YOUR INSTRUCTIONS:
Transcribe the data that follows precisely, omitting nothing.

+++ RECORDS FOR THIS TASK +++

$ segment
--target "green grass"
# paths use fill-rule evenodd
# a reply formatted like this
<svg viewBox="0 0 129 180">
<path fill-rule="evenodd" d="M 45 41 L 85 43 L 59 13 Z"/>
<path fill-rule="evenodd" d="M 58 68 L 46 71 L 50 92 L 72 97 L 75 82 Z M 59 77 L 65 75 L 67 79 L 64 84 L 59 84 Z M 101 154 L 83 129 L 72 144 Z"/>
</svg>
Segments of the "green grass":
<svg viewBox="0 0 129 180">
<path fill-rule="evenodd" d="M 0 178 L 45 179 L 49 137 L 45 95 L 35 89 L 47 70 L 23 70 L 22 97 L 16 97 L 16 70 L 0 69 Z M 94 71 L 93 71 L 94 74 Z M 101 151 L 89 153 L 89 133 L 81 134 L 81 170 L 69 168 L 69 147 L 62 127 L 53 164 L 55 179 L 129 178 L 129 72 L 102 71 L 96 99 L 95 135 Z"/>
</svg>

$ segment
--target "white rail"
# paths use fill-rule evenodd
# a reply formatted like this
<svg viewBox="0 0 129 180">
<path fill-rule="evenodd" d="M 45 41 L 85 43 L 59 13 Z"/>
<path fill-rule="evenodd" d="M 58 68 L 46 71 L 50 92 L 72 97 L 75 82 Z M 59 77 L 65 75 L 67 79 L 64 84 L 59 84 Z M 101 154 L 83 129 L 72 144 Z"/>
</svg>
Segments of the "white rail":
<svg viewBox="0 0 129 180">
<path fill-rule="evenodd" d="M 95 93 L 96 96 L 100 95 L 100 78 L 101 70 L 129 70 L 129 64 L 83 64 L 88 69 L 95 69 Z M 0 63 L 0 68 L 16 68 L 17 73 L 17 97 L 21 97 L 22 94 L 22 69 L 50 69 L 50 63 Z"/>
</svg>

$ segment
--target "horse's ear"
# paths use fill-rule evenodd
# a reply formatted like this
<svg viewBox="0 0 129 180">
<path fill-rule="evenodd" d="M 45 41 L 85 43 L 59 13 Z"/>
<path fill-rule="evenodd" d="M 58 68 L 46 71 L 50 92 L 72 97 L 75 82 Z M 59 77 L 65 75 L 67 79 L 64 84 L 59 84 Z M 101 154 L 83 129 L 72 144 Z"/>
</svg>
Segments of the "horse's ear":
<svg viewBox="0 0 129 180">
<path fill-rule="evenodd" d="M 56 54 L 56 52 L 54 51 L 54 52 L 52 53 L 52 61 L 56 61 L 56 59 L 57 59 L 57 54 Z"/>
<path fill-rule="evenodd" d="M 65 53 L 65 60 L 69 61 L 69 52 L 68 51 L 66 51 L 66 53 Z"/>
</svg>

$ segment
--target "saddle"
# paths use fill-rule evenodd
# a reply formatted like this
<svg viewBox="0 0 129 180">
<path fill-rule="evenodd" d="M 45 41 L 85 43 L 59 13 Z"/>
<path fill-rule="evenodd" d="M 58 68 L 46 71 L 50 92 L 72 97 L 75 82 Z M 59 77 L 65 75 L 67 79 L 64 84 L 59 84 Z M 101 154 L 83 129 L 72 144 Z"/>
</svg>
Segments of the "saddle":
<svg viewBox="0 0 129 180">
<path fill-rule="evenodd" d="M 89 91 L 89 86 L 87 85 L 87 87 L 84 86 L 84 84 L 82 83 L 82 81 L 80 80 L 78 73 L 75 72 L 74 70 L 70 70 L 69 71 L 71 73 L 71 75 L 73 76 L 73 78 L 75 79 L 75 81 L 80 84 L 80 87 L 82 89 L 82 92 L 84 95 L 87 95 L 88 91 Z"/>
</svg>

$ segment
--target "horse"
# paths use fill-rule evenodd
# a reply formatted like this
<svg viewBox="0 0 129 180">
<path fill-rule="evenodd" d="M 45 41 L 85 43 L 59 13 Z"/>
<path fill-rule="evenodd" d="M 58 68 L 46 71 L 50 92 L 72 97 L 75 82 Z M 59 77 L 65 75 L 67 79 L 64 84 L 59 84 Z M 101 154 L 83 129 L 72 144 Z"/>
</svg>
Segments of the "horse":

+++

CORRECT OUTPUT:
$ segment
--target "green grass"
# paths use fill-rule evenodd
# a reply formatted like this
<svg viewBox="0 0 129 180">
<path fill-rule="evenodd" d="M 45 41 L 85 43 L 59 13 Z"/>
<path fill-rule="evenodd" d="M 58 68 L 46 71 L 50 92 L 72 97 L 75 82 Z M 59 77 L 65 75 L 67 79 L 64 84 L 59 84 Z M 101 154 L 83 129 L 72 144 Z"/>
</svg>
Segments of the "green grass":
<svg viewBox="0 0 129 180">
<path fill-rule="evenodd" d="M 0 178 L 45 179 L 49 137 L 45 95 L 35 89 L 47 70 L 23 70 L 22 97 L 16 97 L 16 70 L 0 69 Z M 94 71 L 93 71 L 94 74 Z M 101 151 L 89 153 L 89 133 L 81 134 L 81 170 L 69 168 L 69 147 L 62 127 L 53 164 L 55 179 L 129 178 L 129 72 L 102 71 L 96 99 L 95 135 Z"/>
</svg>

$ segment
--target "white rail"
# paths use fill-rule evenodd
# a reply formatted like this
<svg viewBox="0 0 129 180">
<path fill-rule="evenodd" d="M 45 41 L 85 43 L 59 13 Z"/>
<path fill-rule="evenodd" d="M 58 68 L 46 71 L 50 92 L 72 97 L 75 82 Z M 59 77 L 65 75 L 67 79 L 64 84 L 59 84 Z M 101 154 L 83 129 L 72 144 Z"/>
</svg>
Segments of the "white rail":
<svg viewBox="0 0 129 180">
<path fill-rule="evenodd" d="M 95 93 L 96 96 L 100 95 L 100 78 L 101 70 L 129 70 L 129 64 L 83 64 L 88 69 L 95 69 Z M 0 63 L 0 68 L 16 68 L 17 73 L 17 97 L 21 97 L 22 94 L 22 69 L 50 69 L 50 63 Z"/>
</svg>

$ segment
--target "horse's ear"
# paths use fill-rule evenodd
# a reply formatted like this
<svg viewBox="0 0 129 180">
<path fill-rule="evenodd" d="M 45 41 L 85 43 L 59 13 Z"/>
<path fill-rule="evenodd" d="M 58 68 L 46 71 L 50 92 L 72 97 L 75 82 Z M 59 77 L 65 75 L 67 79 L 64 84 L 59 84 Z M 101 154 L 83 129 L 72 144 Z"/>
</svg>
Segments of the "horse's ear":
<svg viewBox="0 0 129 180">
<path fill-rule="evenodd" d="M 56 54 L 56 52 L 54 51 L 54 52 L 52 53 L 52 61 L 56 61 L 56 59 L 57 59 L 57 54 Z"/>
<path fill-rule="evenodd" d="M 65 53 L 65 60 L 69 61 L 69 52 L 68 51 L 66 51 L 66 53 Z"/>
</svg>

$ segment
--target "saddle"
# paths use fill-rule evenodd
# a reply formatted like this
<svg viewBox="0 0 129 180">
<path fill-rule="evenodd" d="M 45 41 L 85 43 L 59 13 Z"/>
<path fill-rule="evenodd" d="M 58 68 L 46 71 L 50 92 L 72 97 L 75 82 Z M 59 77 L 65 75 L 67 79 L 64 84 L 59 84 Z M 101 154 L 83 129 L 72 144 Z"/>
</svg>
Segments of the "saddle":
<svg viewBox="0 0 129 180">
<path fill-rule="evenodd" d="M 89 91 L 89 86 L 87 85 L 87 87 L 84 86 L 84 84 L 82 83 L 82 81 L 80 80 L 78 73 L 75 72 L 74 70 L 70 70 L 69 71 L 71 73 L 71 75 L 73 76 L 73 78 L 75 79 L 75 81 L 80 84 L 80 87 L 82 89 L 82 92 L 84 95 L 87 95 L 88 91 Z"/>
</svg>

$ segment
--target "horse"
# paths use fill-rule evenodd
# a reply formatted like this
<svg viewBox="0 0 129 180">
<path fill-rule="evenodd" d="M 45 41 L 85 43 L 59 13 Z"/>
<path fill-rule="evenodd" d="M 58 68 L 46 71 L 50 92 L 72 97 L 75 82 Z M 59 77 L 65 75 L 67 79 L 64 84 L 59 84 Z M 101 154 L 83 129 L 72 144 Z"/>
</svg>
Segments of the "horse":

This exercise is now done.